[start Document extract]

Electronic Conference Proceedings

Virtualization and Databases: State of the Art and Research Challenges

Authors

Abstract

There is currently a lot of interest in resource virtualization as an important technique for addressing the problems of manageability, reliability, and security in computer systems. Resource virtualization decouples the user's perception of hardware and software resources from the actual implementation of these resources. It adds a flexible and programmable layer of software between user applications (such as database systems) and the resources that they use. This layer of software maps the virtual resources perceived by the applications to real physical resources. An example of this layer of software is a virtual machine monitor, which partitions the resources of a machine (CPU, disk, memory, network, etc.) into multiple virtual machines, and independent operating systems and applications can be installed on each virtual machine. The power of resource virtualization comes from the ability to manage the mapping from virtual resources to physical resources in the virtualization layer, and to change it as needed.

The trend towards virtualization is of interest to us in the database research community because database systems are increasingly being run in virtualized environments. This presents a major opportunity since virtualization can help in solving many important problems in the areas of database system usability, manageability, deployment, scalability, and availability. Leveraging the capabilities of virtualization to solve these problems will require some effort on the part of our community. At the same time, virtualization poses some unique research challenges that must be addressed to enable database systems to run efficiently in these virtualized environments that are becoming increasingly common. In this tutorial, we will introduce resource virtualization and how it affects database systems. We will present the opportunities that resource virtualization provides for database systems and the unique research challenges that it poses, and we will review ongoing research in this area.

About the Authors

Ashraf Aboulnaga (University of Waterloo, Canada)
Ashraf Aboulnaga

Ashraf Aboulnaga is an Assistant Professor in the David R. Cheriton School of Computer Science at the University of Waterloo. His research interests are in the area of database management, with a current focus on self-managing database systems, database systems in virtualized environments, XML databases, and data management on the web. Ashraf obtained his PhD from the University of Wisconsin in 2002. Prior to joining the University of Waterloo, he was a Research Staff Member in the Data Management Department at the IBM Almaden Research Center in San Jose, California, from 2002 to 2004.

Cristiana Amza (University of Toronto, Canada)

[end Document extract]
[start Supplied material]

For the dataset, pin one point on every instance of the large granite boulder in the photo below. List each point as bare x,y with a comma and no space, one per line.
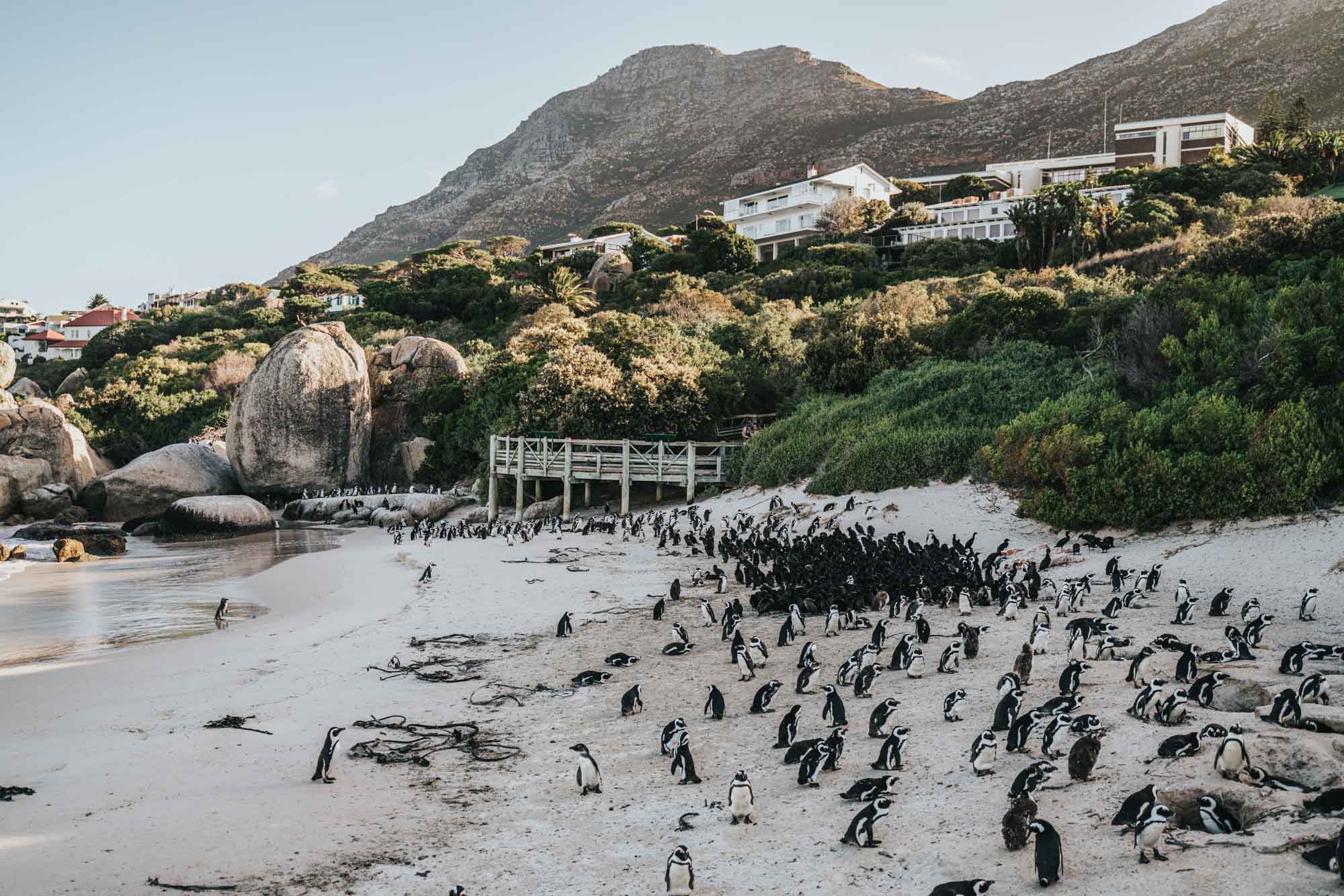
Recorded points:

[end Supplied material]

[What this exercise asks]:
(1) According to the proceedings page, from which university did Ashraf Aboulnaga obtain his PhD, and in what year?
(2) Reproduce word for word the stretch of the proceedings page from "Ashraf Aboulnaga (University" through "of Toronto, Canada)".

[Answer set]:
(1) He obtained his PhD from the University of Wisconsin in 2002.

(2)
Ashraf Aboulnaga (University of Waterloo, Canada)
Ashraf Aboulnaga

Ashraf Aboulnaga is an Assistant Professor in the David R. Cheriton School of Computer Science at the University of Waterloo. His research interests are in the area of database management, with a current focus on self-managing database systems, database systems in virtualized environments, XML databases, and data management on the web. Ashraf obtained his PhD from the University of Wisconsin in 2002. Prior to joining the University of Waterloo, he was a Research Staff Member in the Data Management Department at the IBM Almaden Research Center in San Jose, California, from 2002 to 2004.

Cristiana Amza (University of Toronto, Canada)